-- Exercise --
Show each line of the records that contains the string "metal".

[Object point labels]
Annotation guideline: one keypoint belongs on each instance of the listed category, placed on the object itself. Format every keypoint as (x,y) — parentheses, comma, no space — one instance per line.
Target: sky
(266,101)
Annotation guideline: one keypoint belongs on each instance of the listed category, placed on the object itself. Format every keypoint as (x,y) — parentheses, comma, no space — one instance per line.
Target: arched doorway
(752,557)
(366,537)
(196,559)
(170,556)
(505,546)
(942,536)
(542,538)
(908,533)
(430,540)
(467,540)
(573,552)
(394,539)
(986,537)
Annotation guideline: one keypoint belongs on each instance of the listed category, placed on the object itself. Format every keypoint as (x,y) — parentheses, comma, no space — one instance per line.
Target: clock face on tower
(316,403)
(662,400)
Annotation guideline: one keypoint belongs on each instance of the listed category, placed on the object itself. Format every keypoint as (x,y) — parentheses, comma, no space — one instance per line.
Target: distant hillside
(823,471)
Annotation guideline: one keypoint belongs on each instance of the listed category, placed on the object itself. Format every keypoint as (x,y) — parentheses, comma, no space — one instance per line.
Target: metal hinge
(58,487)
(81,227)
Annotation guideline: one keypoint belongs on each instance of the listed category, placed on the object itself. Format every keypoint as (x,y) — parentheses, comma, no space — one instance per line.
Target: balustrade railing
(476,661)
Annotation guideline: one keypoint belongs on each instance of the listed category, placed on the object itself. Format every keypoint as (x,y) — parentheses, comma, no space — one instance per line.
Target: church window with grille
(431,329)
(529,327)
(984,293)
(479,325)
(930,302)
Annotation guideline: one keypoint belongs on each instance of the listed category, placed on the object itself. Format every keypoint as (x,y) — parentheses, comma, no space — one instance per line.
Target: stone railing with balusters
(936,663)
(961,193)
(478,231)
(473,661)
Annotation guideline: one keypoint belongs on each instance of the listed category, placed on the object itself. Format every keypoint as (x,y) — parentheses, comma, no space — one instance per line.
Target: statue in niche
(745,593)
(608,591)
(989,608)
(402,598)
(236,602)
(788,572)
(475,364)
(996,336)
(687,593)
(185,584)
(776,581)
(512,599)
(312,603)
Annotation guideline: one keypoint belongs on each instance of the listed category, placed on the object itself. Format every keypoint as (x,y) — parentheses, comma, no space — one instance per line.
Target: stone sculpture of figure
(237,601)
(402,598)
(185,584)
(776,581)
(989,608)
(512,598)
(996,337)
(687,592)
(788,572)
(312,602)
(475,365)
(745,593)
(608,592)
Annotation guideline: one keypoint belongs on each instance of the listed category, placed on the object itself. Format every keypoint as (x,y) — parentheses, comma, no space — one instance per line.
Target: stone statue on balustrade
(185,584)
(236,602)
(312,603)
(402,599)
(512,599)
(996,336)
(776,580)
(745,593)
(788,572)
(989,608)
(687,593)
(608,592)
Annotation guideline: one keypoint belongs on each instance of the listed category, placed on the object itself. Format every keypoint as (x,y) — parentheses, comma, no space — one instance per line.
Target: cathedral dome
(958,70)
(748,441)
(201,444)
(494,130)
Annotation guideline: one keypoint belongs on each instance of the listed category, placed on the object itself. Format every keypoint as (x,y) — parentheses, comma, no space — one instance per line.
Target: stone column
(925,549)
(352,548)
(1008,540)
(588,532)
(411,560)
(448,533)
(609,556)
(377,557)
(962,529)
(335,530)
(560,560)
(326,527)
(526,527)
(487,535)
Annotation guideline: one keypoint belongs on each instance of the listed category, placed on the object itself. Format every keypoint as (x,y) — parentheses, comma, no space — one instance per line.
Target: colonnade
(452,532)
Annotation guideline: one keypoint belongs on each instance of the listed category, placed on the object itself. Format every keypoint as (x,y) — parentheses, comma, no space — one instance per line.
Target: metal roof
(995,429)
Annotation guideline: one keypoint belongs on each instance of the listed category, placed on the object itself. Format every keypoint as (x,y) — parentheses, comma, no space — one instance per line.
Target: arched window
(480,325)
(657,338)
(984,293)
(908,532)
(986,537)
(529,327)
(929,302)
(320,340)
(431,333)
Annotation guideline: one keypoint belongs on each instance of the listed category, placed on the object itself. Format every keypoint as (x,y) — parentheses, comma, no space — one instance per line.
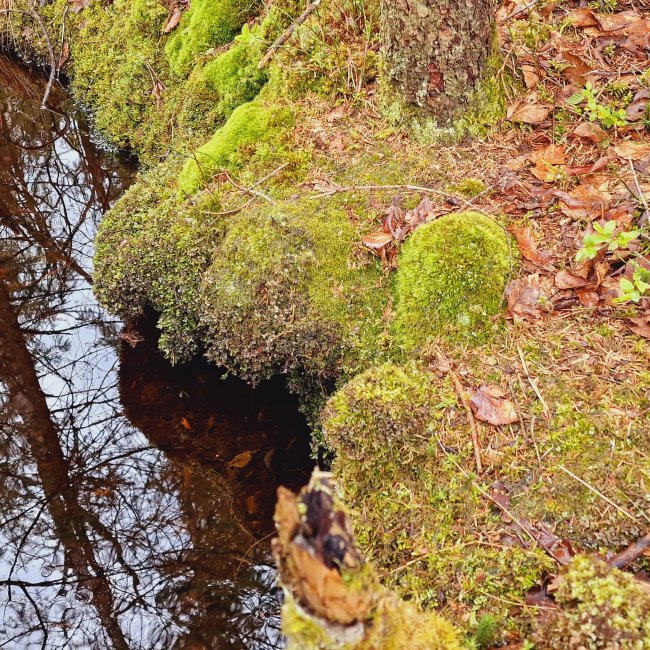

-- Task output --
Target: metal hinge
Target: metal roof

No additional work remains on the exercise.